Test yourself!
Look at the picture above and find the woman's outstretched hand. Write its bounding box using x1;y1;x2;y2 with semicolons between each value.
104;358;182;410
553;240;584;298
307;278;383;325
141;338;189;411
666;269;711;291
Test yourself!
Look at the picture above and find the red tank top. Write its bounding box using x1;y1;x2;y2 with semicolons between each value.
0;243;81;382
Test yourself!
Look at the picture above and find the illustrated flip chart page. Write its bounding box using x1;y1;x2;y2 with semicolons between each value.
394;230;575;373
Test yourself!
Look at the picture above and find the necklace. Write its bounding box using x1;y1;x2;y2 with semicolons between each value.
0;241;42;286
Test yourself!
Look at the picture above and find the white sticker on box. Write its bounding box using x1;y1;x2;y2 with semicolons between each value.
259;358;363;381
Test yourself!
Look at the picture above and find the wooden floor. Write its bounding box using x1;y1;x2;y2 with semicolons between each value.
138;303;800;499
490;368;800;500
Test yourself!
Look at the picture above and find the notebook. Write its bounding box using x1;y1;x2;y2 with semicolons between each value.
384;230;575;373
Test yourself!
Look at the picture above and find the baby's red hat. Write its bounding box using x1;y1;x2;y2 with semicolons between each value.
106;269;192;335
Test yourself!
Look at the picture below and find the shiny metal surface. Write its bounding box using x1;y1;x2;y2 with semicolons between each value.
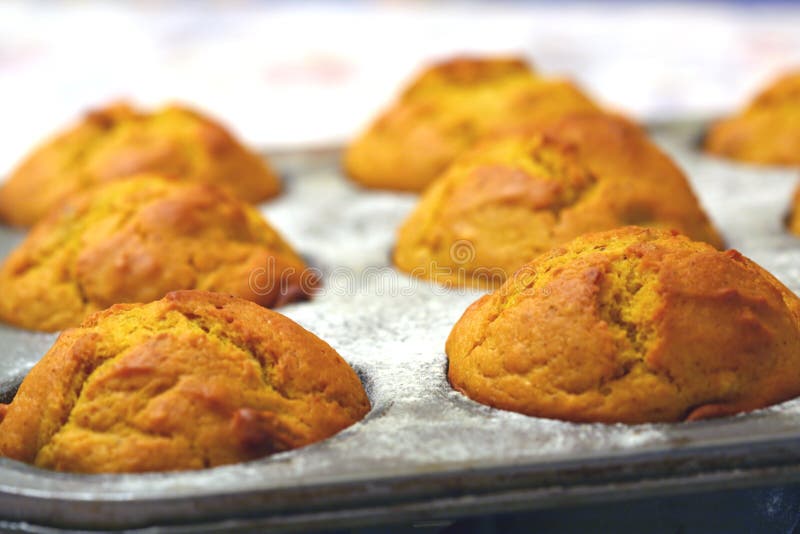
0;123;800;532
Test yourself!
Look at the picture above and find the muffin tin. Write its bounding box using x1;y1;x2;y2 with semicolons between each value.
0;122;800;532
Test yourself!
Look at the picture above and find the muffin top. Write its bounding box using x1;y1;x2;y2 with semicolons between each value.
345;57;595;191
0;103;280;226
0;291;370;473
704;70;800;166
446;227;800;423
0;175;315;331
394;112;722;287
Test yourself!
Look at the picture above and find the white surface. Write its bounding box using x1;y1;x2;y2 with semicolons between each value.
0;0;800;174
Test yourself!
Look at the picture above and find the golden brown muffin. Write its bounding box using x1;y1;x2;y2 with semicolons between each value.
0;291;370;473
447;227;800;423
394;112;722;287
0;104;280;226
0;175;314;331
345;58;596;191
705;70;800;165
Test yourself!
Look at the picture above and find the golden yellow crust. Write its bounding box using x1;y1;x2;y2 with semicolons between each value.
0;291;370;473
704;71;800;165
0;104;280;226
447;227;800;423
0;175;313;331
344;58;596;191
394;112;722;287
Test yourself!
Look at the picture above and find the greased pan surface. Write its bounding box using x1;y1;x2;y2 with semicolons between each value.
0;122;800;532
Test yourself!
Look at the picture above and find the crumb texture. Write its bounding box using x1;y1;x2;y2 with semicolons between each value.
704;70;800;166
446;227;800;423
393;112;723;287
0;291;370;473
345;57;596;191
0;103;280;226
0;175;311;331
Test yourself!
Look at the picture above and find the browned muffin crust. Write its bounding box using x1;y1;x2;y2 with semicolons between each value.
394;113;722;287
0;103;280;226
446;227;800;423
344;57;596;191
0;291;370;473
0;175;316;331
704;70;800;166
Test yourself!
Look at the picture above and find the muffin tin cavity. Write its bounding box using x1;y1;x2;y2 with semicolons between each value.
0;136;800;528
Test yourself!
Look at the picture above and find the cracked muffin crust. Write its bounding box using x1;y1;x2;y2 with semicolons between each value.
0;175;316;331
0;103;280;226
446;227;800;423
0;291;370;473
704;70;800;165
344;57;596;191
393;112;722;287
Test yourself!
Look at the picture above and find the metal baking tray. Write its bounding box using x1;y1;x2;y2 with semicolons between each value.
0;122;800;532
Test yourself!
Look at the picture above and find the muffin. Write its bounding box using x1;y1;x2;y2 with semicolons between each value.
0;175;316;331
446;227;800;423
393;112;722;287
344;57;595;191
786;185;800;236
0;104;280;226
704;70;800;165
0;291;370;473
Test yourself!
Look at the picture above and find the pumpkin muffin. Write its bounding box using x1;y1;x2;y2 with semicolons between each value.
704;70;800;165
344;57;596;191
394;112;722;287
0;175;315;331
446;227;800;423
0;103;280;226
0;291;370;473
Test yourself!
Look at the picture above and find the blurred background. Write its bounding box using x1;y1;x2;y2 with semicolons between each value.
0;0;800;178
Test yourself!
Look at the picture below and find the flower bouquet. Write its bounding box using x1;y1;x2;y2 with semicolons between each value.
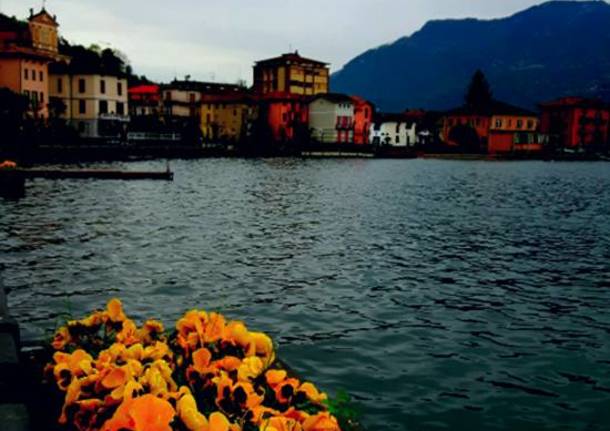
44;299;352;431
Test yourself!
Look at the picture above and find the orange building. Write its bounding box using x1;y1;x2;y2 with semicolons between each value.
351;96;375;145
540;97;610;151
0;8;63;118
254;51;330;96
442;100;546;154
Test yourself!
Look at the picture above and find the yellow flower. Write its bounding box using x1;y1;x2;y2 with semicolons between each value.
303;412;341;431
265;370;288;388
297;382;328;404
107;298;126;323
237;356;264;381
260;416;301;431
208;412;231;431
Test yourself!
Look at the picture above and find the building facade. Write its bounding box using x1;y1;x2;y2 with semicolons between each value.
201;93;255;144
309;93;354;144
0;8;63;118
49;63;129;138
442;101;546;154
370;114;418;148
352;96;375;145
128;84;161;117
254;51;330;96
540;97;610;152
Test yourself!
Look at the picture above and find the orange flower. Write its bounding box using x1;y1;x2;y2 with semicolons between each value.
237;356;264;382
176;386;208;431
265;370;288;388
51;326;71;350
202;313;225;343
193;347;212;374
214;356;242;371
273;378;299;403
298;382;328;404
303;412;341;431
106;298;126;323
102;394;176;431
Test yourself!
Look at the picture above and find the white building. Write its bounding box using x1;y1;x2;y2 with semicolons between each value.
49;64;129;138
370;114;419;148
309;93;354;144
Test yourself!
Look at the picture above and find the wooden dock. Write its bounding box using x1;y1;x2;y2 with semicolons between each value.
0;167;174;199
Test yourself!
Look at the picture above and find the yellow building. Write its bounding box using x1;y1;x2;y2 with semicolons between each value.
254;51;330;96
0;9;64;118
49;63;129;138
201;94;255;143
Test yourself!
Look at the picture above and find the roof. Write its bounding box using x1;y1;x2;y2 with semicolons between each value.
311;93;354;104
128;84;159;94
162;80;245;94
29;7;59;27
373;113;417;125
539;96;610;109
256;51;328;66
0;13;28;32
446;99;536;117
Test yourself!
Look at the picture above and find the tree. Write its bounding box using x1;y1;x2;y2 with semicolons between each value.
466;69;493;109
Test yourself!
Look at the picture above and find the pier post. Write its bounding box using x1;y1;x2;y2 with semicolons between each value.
0;169;25;199
0;278;30;431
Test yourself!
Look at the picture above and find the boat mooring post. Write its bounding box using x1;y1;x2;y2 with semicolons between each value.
0;169;25;199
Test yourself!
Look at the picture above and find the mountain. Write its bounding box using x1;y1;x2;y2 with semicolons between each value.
331;1;610;111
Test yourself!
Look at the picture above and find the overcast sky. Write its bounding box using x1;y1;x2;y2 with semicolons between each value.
0;0;552;82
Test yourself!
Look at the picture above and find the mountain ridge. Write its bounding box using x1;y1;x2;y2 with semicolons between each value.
331;1;610;111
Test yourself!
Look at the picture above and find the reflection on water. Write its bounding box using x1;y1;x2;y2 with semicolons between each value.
0;159;610;430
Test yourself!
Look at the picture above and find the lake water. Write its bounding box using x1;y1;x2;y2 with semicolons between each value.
0;159;610;431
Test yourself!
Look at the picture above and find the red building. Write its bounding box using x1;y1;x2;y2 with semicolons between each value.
351;96;375;145
442;100;546;154
540;97;610;151
258;93;309;142
128;84;161;116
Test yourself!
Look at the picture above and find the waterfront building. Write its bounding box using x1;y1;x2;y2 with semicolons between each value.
201;91;255;144
258;94;309;143
540;97;610;151
352;96;375;145
49;62;129;139
128;84;161;117
0;8;63;118
370;114;419;148
161;80;243;119
309;93;354;144
254;51;330;96
442;100;546;154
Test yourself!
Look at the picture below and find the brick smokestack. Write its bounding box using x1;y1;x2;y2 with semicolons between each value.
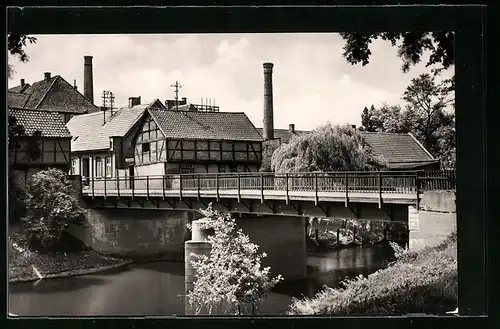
83;56;94;104
263;63;274;140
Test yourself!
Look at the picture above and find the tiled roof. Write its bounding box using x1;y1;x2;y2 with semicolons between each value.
363;132;436;164
257;128;438;170
9;109;71;138
8;75;99;114
66;100;161;152
149;109;262;141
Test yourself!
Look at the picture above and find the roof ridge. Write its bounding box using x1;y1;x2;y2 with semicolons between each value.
35;75;61;109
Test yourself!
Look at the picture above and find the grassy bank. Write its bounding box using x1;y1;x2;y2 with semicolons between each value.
289;234;458;315
8;234;129;282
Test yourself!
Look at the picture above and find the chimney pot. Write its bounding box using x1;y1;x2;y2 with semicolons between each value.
263;63;274;140
128;96;141;108
83;56;94;104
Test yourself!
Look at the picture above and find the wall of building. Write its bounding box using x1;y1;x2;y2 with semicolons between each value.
408;191;457;250
69;209;195;261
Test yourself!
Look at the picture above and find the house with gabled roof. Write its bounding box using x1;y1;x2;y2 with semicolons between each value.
7;57;99;123
8;109;71;181
66;97;165;185
134;109;262;176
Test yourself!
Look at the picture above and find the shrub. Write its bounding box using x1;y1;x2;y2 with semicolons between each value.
271;124;387;172
22;169;85;250
187;205;282;314
288;229;458;315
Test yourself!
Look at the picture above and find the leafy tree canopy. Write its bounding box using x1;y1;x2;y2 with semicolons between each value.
271;124;387;172
361;74;455;167
7;33;36;79
340;32;455;72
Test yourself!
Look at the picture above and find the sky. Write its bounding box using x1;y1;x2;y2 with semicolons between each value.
8;33;453;130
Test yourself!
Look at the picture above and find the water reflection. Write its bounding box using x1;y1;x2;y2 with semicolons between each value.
9;245;392;316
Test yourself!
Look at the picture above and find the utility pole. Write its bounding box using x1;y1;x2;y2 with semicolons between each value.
170;81;182;110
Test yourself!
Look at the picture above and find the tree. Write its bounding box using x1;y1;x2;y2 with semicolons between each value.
271;124;387;172
361;74;455;167
21;168;85;250
7;33;36;79
187;204;282;315
340;32;455;72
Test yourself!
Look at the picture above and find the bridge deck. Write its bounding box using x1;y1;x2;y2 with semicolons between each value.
83;189;417;204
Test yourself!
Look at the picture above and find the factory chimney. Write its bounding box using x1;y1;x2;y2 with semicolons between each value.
263;63;274;140
83;56;94;104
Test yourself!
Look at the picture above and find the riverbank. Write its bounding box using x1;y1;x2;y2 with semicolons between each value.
288;229;458;315
8;234;132;283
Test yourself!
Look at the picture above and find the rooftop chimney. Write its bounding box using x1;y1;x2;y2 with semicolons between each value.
83;56;94;104
128;96;141;107
263;63;274;140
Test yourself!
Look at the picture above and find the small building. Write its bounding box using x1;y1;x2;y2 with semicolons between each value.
134;109;262;176
7;59;99;123
66;97;165;185
8;109;71;182
258;124;440;170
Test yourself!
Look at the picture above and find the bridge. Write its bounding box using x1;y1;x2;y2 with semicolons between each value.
74;171;449;220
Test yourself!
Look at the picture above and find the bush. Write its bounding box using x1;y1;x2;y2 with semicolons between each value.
288;229;458;315
187;205;282;315
271;124;387;172
21;169;85;250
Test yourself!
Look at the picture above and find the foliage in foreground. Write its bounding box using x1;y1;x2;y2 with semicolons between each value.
21;169;85;250
271;124;387;172
187;205;282;314
288;233;458;315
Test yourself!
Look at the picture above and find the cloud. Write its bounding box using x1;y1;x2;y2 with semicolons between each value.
9;33;452;129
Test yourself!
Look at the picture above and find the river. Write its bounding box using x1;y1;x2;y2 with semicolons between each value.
9;244;392;316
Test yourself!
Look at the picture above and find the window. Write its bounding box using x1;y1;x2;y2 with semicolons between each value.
181;164;194;174
94;157;102;177
105;157;113;177
71;159;80;175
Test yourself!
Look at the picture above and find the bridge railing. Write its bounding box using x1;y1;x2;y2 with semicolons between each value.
82;171;430;195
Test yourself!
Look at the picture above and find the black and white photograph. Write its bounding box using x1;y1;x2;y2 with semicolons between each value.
7;31;458;317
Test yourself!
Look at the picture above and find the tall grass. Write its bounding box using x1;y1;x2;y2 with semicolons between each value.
288;233;458;315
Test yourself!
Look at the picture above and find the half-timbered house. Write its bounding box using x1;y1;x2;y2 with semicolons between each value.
8;109;71;182
134;109;262;176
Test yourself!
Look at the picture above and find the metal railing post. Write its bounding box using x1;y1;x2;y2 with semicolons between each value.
236;174;241;202
378;171;382;209
260;174;264;203
285;173;290;204
314;172;318;206
162;175;167;200
179;174;182;201
215;174;220;201
344;173;349;208
196;174;200;201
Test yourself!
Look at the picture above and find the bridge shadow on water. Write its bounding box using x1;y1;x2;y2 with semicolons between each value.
9;273;111;294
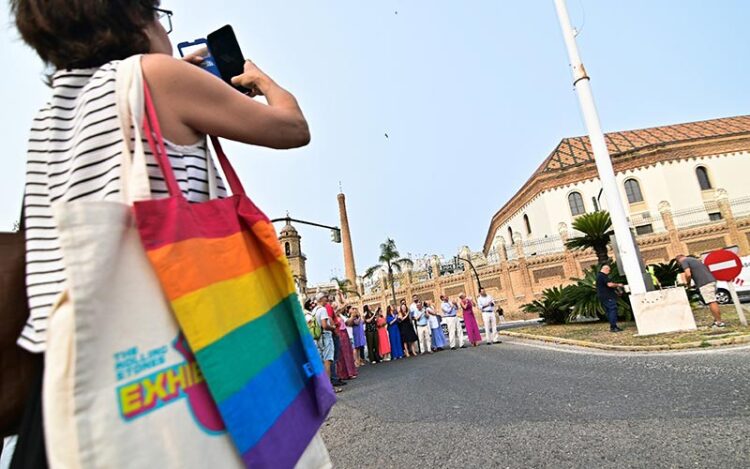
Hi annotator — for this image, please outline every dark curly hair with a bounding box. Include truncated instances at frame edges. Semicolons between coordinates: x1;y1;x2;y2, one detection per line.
10;0;159;70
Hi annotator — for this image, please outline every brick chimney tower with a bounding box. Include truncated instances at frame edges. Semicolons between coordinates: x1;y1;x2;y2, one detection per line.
336;192;357;288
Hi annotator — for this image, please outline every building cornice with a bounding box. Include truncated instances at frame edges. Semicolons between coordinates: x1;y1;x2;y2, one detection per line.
483;132;750;255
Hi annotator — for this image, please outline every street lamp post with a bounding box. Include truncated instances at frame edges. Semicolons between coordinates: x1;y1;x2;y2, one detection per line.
271;217;341;243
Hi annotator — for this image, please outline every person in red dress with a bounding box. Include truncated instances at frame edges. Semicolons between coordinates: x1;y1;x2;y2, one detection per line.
375;306;391;361
458;293;482;347
329;292;357;380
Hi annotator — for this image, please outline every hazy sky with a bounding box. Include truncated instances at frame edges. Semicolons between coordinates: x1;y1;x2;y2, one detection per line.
0;0;750;282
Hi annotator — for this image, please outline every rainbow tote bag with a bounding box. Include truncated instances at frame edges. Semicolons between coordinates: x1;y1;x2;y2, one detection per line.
133;82;335;468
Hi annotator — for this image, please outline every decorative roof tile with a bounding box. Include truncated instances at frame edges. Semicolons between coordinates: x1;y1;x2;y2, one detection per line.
538;115;750;173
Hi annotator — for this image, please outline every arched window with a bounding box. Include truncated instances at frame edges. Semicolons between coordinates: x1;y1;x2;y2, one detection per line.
625;179;643;204
695;166;713;191
568;192;586;216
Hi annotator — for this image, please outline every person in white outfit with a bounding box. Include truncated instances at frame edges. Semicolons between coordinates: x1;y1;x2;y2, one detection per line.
412;302;432;355
440;295;465;350
477;288;497;345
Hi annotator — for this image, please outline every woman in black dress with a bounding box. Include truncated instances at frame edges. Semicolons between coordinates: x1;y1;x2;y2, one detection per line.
398;302;418;357
362;305;380;363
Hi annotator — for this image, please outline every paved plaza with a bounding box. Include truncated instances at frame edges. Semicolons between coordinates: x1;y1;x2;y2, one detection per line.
323;341;750;468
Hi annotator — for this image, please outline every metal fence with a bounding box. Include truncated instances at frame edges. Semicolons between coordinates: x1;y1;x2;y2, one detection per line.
505;244;518;261
628;212;667;236
672;206;721;228
729;196;750;218
523;235;565;257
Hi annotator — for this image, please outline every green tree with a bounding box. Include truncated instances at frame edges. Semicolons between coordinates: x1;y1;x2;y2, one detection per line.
565;211;612;265
331;277;360;297
364;238;414;304
652;259;682;287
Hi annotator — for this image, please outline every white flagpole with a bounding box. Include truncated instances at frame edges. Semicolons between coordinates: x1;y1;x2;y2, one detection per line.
555;0;646;294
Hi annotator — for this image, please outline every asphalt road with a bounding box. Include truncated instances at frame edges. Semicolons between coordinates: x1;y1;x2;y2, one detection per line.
323;341;750;468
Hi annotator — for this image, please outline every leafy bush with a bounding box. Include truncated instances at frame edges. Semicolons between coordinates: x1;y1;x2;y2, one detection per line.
521;265;633;324
521;287;570;324
651;259;682;287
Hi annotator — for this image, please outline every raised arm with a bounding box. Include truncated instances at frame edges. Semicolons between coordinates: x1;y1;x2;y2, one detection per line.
142;54;310;149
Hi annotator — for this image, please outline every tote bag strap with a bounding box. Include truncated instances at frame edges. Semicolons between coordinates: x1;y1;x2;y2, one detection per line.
143;82;182;199
211;135;246;195
143;82;245;199
115;55;151;205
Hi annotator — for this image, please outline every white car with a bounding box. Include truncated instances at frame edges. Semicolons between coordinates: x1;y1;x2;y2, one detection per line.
716;256;750;305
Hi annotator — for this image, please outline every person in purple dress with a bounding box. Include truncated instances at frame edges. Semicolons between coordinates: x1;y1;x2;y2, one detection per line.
349;306;367;368
458;293;482;347
385;305;404;360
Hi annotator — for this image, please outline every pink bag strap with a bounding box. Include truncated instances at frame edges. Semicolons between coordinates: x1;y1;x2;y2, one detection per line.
143;80;245;198
211;135;245;195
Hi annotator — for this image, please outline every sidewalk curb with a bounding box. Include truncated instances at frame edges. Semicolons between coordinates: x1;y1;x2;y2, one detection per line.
498;331;750;352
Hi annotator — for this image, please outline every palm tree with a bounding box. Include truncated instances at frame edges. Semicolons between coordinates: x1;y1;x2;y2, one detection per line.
565;211;612;265
331;277;360;297
364;238;414;304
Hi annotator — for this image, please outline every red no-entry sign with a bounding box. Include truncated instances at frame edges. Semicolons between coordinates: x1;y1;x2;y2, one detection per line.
703;249;742;282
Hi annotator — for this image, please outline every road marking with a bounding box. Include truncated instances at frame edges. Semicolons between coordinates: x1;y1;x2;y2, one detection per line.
708;260;739;272
504;336;750;357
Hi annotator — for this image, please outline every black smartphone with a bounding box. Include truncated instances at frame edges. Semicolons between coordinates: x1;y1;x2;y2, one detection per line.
207;25;248;93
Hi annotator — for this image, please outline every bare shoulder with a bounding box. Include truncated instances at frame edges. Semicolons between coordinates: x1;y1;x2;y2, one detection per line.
141;54;206;85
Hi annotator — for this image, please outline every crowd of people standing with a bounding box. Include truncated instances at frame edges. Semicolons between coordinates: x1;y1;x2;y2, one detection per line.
304;288;503;392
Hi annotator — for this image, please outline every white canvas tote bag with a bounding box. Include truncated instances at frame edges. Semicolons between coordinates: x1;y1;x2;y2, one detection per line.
42;56;332;469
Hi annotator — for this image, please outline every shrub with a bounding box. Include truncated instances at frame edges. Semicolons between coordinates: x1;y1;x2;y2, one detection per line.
651;259;682;287
564;264;633;321
521;287;570;324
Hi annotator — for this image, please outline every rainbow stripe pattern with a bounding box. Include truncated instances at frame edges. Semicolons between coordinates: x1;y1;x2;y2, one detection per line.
134;96;335;468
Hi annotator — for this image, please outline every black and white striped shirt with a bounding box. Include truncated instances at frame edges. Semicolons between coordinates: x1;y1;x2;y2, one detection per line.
18;61;226;352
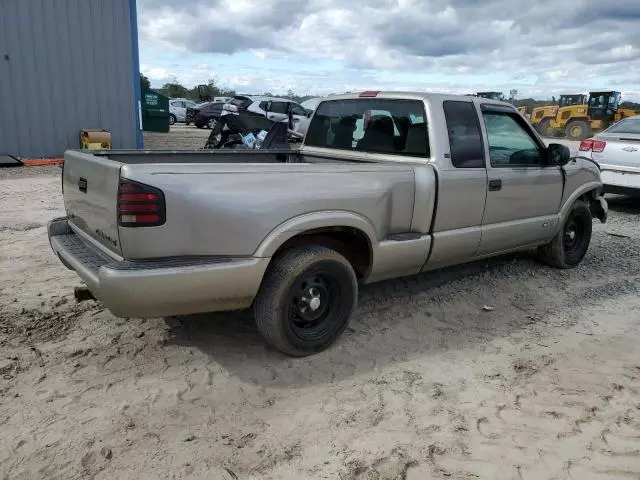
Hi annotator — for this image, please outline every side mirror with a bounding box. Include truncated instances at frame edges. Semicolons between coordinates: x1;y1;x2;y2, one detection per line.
547;143;571;167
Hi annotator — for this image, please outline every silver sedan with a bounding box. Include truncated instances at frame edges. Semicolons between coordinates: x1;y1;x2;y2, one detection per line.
578;115;640;196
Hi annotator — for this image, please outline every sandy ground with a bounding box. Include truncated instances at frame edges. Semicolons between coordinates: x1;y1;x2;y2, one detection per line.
0;133;640;480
_ _ _ _ _ _ _
Locate every line above containing the string "strap" and copy each one out in full.

__Task output__:
Hi annotator — for this image, please outline every tote bag strap with a bounding box. Include truncated instances at frame edges. Semicolons between coordinates: x1;y1;x2;y2, one detection per line.
Hi annotator — for this image, please outline every pink bag strap with a bounding box. Include truncated instances at frame edges. Semicolons between coordinates: x1;y1;x2;y2, one detection per line.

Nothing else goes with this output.